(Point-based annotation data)

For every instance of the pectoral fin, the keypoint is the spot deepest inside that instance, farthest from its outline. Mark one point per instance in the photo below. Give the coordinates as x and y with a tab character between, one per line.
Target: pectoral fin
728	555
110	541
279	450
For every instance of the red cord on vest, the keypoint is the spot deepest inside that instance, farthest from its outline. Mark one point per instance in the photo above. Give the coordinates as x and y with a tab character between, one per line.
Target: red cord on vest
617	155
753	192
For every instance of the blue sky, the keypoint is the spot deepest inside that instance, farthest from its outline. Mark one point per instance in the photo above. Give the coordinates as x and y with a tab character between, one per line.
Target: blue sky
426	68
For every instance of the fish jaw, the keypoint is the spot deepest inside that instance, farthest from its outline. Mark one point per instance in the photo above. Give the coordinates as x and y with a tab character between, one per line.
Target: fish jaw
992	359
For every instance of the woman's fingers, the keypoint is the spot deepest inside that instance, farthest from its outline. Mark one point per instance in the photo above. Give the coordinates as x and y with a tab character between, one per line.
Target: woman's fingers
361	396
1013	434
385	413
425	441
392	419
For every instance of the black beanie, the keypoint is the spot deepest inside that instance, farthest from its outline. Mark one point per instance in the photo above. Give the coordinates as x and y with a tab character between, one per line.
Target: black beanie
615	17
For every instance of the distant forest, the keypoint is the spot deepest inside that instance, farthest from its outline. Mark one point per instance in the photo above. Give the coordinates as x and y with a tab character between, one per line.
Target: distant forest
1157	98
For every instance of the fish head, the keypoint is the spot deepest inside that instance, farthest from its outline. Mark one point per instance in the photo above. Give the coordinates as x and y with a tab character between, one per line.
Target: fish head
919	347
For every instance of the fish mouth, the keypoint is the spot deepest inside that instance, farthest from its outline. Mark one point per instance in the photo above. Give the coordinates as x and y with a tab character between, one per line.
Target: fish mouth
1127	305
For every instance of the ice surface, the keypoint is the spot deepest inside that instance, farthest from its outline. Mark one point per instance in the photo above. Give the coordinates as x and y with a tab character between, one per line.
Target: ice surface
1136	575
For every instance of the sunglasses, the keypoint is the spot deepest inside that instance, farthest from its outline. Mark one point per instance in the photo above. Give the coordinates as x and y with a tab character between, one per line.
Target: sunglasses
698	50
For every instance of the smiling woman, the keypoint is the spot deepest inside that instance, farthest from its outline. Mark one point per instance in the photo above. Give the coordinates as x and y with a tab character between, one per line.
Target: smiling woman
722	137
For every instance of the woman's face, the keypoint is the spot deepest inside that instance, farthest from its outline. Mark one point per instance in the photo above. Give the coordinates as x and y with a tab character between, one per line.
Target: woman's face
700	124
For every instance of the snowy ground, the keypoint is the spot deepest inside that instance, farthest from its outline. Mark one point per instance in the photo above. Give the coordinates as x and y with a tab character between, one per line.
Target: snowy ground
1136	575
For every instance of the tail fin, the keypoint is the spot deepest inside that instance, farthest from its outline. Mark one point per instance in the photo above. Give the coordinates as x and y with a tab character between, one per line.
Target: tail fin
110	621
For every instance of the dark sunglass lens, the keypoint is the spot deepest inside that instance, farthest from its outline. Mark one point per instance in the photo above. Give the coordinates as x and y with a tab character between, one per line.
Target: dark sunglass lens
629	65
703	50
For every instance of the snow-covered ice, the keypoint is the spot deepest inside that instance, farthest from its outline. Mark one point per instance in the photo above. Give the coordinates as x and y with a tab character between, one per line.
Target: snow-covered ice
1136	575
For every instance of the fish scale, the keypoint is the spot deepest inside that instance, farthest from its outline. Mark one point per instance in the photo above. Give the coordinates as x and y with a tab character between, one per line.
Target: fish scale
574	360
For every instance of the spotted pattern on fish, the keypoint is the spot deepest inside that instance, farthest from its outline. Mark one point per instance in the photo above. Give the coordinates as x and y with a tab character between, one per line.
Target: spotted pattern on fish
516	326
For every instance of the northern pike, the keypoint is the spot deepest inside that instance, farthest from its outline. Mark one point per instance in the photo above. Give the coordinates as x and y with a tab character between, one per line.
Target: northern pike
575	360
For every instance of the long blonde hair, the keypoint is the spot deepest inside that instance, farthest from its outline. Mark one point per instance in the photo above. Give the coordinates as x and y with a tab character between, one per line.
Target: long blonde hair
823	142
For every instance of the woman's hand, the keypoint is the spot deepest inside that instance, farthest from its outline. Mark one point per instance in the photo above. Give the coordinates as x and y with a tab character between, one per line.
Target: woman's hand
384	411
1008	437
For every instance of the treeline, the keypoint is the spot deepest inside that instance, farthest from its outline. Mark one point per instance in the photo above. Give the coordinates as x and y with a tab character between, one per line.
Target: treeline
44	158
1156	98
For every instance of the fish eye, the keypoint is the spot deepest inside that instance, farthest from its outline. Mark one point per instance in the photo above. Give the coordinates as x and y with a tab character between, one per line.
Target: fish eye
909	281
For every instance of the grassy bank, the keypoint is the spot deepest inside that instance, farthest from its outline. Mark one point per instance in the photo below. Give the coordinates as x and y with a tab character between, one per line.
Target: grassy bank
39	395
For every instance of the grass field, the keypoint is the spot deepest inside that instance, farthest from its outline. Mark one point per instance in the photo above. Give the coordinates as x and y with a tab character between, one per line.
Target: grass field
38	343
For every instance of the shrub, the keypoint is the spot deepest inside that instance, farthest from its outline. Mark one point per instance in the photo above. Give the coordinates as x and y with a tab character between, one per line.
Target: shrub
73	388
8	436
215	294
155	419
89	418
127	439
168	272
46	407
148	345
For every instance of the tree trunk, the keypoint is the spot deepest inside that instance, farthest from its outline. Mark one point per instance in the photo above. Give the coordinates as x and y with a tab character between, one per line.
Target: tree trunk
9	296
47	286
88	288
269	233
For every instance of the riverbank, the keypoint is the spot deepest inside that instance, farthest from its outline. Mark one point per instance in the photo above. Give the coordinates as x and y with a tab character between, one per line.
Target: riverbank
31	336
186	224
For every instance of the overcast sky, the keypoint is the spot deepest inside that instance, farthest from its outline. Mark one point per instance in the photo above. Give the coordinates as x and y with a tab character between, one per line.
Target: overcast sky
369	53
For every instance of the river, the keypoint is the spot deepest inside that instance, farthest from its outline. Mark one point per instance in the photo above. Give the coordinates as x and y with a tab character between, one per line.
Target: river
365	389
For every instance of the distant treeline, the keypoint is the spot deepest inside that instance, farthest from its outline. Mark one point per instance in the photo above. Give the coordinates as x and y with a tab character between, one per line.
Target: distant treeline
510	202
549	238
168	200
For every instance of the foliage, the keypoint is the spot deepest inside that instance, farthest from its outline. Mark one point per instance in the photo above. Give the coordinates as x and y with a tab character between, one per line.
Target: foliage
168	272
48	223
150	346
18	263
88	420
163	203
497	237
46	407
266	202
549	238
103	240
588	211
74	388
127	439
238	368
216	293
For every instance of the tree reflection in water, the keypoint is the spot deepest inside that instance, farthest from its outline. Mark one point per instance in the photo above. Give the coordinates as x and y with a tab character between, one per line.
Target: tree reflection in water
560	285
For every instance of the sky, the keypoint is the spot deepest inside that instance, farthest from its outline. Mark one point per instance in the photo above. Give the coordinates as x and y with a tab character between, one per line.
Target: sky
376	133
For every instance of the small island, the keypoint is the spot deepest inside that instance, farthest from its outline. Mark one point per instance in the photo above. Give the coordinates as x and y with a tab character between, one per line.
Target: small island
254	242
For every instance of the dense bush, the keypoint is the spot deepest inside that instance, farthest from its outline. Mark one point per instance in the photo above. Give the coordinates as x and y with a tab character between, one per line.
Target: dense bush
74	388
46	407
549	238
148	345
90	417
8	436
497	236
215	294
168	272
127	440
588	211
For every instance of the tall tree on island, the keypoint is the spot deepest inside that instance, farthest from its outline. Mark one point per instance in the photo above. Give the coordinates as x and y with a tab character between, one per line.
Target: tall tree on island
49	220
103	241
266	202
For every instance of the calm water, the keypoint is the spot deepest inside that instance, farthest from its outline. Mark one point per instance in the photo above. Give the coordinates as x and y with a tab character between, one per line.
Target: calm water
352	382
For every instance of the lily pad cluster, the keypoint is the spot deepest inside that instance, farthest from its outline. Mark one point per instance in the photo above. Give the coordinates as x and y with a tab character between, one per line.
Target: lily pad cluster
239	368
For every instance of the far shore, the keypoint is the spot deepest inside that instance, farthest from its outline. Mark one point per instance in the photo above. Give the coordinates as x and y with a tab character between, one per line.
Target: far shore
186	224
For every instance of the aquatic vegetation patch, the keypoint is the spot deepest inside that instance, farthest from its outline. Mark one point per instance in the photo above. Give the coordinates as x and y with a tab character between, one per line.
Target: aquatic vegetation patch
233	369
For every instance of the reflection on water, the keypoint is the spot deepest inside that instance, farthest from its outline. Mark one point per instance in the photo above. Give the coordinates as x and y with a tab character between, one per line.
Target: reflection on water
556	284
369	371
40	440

Short task: Reproduce only the lines from the line containing "For every instance of the far" to the last line of the material above, both of those lines included.

Result:
For every instance of the far shore, the keypoint is the spot deepest inside that instance, farthest from its outline. Mark one point per instance in the photo above. Give the coordinates as x and y with a tab character between, one per line.
Target: far shore
186	224
For every instance of the aquatic vegetation patch, the keypoint is the spot deepest inside that instance, farthest from its outline. Mark one point per instance in the photo above. Give the coordinates as x and y with a tab character between, one per line.
Target: aquatic vegetation patch
233	369
For every instance of the reflection on water, the keypoint is the spot deepest inside that instance, farthest from its outline. Mark one point per instance in the photo above. Give the coordinates as x and y with a tab character between, one per line.
Target: reflection on water
556	284
369	371
40	440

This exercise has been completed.